── Records shown

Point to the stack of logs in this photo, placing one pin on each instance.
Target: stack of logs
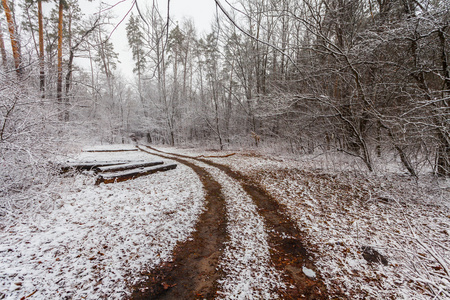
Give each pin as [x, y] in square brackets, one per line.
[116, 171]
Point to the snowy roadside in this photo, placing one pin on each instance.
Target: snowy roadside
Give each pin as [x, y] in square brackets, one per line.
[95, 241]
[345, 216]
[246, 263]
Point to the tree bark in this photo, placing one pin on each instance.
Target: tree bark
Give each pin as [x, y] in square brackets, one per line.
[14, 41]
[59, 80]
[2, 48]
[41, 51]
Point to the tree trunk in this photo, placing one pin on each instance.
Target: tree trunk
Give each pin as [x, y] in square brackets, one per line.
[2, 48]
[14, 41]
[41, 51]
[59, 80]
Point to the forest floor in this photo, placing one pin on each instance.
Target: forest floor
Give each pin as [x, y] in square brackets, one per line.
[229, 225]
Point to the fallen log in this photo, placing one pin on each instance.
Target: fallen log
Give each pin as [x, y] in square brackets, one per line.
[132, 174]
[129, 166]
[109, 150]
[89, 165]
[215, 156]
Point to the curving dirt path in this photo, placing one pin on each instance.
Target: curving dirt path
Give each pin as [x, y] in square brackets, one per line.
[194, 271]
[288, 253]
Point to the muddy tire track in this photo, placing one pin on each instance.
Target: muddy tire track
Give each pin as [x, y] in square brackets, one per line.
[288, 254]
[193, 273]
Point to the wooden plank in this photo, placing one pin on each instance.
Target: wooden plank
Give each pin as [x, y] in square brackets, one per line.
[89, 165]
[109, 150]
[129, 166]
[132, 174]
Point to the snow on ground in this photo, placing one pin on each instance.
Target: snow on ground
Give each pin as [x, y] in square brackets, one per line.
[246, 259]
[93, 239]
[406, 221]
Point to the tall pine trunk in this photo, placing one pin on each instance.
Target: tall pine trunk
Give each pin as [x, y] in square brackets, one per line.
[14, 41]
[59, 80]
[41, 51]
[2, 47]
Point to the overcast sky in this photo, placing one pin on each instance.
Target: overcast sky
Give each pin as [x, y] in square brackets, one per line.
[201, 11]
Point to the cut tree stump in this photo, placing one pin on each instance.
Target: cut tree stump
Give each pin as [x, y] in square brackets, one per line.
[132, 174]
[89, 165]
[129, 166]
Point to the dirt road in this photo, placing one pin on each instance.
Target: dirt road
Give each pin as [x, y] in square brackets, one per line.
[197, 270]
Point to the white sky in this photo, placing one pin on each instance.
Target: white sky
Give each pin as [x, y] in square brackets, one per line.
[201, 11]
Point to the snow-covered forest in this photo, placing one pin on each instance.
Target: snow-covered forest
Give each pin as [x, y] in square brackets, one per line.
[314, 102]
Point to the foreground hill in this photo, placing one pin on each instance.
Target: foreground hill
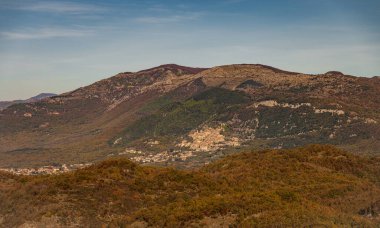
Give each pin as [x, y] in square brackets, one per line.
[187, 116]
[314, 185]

────
── Records shown

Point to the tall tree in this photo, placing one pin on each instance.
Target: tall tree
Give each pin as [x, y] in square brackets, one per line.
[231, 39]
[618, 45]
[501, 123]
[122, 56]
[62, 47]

────

Work to be completed — Print, from the entries above, the line with "Point to the overcast", the line with "Point to the dirt" and all lines between them, exactly and with nothing else.

Answer space —
Point to the overcast sky in this photo, placing one pin on each instance.
Target: overcast sky
Give each pin as [x, y] in square brackets, one per line.
[201, 11]
Point to the cut tree stump in this photo, placing one pin on each instance.
Target: cut tree stump
Give each pin as [x, y] in square brackets, one per line.
[132, 174]
[89, 165]
[129, 166]
Point to the dirt road in this photo, placing one pin on each instance.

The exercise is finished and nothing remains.